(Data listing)
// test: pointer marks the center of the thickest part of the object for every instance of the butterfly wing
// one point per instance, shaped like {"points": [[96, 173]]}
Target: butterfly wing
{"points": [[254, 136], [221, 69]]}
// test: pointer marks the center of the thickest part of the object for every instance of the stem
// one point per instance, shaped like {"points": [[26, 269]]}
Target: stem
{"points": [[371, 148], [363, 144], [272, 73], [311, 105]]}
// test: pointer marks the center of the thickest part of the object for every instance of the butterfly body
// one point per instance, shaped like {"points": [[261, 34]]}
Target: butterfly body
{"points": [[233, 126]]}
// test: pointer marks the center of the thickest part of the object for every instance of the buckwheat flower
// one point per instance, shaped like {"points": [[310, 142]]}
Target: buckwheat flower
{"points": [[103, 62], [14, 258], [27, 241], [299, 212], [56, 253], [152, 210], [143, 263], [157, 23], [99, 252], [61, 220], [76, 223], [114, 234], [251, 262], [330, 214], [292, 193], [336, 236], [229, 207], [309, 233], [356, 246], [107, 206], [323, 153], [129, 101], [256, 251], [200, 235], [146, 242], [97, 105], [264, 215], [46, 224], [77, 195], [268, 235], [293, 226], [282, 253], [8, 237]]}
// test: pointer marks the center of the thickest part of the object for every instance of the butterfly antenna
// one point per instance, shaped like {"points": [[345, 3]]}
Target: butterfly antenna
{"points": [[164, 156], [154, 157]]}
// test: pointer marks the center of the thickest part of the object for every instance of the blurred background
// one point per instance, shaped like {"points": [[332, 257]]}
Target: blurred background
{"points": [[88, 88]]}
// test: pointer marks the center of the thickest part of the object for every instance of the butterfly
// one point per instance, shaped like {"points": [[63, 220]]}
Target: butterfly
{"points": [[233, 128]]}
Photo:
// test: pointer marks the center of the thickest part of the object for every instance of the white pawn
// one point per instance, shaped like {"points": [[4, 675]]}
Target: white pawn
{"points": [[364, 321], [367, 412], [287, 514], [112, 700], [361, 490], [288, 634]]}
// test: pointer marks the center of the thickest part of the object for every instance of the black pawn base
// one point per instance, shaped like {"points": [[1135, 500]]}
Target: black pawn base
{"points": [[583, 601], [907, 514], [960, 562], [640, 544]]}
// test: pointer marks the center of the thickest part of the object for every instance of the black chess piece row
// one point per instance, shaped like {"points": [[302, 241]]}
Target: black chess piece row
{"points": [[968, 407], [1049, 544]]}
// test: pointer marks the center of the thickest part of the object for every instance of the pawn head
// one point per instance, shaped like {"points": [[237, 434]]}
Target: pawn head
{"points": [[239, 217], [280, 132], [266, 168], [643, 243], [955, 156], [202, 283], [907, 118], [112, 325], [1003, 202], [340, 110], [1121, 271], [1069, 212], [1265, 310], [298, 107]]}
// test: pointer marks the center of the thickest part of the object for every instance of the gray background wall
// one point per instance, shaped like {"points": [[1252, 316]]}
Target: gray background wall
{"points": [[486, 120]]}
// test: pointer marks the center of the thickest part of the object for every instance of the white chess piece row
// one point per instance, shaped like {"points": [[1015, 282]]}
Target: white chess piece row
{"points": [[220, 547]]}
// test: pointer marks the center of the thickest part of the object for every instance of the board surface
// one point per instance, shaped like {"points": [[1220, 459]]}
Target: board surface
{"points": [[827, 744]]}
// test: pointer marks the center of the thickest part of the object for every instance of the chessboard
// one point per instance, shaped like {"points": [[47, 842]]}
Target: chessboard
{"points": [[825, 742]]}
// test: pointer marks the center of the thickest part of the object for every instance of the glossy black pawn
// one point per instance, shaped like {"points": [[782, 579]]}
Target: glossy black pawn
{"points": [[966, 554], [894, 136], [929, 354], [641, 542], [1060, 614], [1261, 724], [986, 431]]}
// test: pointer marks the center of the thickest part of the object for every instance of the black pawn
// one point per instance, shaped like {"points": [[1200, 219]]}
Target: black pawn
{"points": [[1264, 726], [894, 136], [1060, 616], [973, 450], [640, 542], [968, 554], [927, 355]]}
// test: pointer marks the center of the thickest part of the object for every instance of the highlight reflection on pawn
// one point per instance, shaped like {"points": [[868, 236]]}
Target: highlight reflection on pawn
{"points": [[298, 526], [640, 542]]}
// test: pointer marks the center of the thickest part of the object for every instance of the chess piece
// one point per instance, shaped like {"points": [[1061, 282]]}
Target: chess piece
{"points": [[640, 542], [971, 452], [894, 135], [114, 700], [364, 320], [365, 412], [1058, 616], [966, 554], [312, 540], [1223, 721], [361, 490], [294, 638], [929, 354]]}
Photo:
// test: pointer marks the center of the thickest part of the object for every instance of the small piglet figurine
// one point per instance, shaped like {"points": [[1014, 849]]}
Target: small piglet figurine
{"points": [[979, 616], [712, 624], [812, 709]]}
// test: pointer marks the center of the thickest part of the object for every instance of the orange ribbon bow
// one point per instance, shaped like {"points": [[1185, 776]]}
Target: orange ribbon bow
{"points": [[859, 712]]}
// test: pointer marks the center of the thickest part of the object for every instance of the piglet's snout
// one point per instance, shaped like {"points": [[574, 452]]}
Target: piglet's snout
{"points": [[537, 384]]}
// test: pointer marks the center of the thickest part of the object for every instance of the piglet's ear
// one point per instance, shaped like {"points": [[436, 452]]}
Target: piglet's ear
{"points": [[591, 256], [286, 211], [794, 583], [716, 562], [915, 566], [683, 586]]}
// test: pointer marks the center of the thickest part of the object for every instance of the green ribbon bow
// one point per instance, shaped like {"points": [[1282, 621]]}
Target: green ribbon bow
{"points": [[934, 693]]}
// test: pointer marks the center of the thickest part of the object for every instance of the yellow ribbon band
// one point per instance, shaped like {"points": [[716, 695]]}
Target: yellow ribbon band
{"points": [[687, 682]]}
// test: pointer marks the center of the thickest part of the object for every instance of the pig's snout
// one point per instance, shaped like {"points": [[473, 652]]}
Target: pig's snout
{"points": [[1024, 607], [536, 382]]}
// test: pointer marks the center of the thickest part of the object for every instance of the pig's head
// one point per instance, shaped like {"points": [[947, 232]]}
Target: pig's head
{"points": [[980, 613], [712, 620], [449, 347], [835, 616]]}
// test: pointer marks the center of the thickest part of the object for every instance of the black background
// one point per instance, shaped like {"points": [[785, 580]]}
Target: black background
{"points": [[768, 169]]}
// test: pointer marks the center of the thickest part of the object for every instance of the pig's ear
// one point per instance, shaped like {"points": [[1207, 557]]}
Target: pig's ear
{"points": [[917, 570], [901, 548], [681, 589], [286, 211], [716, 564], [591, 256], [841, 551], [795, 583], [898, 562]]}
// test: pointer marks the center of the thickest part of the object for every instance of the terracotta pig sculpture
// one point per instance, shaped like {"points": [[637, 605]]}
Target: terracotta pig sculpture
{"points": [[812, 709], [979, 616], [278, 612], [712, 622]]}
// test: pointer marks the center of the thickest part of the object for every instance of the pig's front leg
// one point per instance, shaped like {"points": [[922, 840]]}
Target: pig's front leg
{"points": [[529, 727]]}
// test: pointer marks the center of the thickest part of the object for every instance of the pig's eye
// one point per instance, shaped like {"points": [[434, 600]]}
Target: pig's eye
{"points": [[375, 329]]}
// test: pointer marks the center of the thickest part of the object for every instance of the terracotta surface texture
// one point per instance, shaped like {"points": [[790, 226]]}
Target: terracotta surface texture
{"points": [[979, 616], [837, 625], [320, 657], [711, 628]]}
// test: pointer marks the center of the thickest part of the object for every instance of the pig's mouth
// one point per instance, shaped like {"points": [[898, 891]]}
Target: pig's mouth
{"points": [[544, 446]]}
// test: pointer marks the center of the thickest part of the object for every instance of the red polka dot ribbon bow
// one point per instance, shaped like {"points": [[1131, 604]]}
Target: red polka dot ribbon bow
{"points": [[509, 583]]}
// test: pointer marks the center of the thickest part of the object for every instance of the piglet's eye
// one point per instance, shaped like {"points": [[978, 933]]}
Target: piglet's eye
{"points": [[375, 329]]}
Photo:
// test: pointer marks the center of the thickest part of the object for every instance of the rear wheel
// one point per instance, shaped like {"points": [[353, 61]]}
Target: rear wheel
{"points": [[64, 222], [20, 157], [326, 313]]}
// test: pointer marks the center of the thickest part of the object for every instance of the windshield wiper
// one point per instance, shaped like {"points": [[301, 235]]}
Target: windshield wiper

Exercise instructions: Reproduce the lines of the entries above exactly, but only from the line containing "the piglet's eye" through the final line.

The completed task:
// test: pointer marks the center of the thickest part of the object for every instance of the piglet's eye
// one point per instance, shaped like {"points": [[978, 933]]}
Target: piglet's eye
{"points": [[375, 329]]}
Photo:
// test: pointer marks the center of the thickest part of the object for every instance of the rear wheel
// one point per instance, shaped like {"points": [[353, 61]]}
Target: rear wheel
{"points": [[64, 222], [20, 157], [326, 313]]}
// test: pointer marks the center of the thickest part of the object for every instance of the windshield wiper
// one point per instance, shaped like {"points": [[301, 235]]}
Target: windshield wiper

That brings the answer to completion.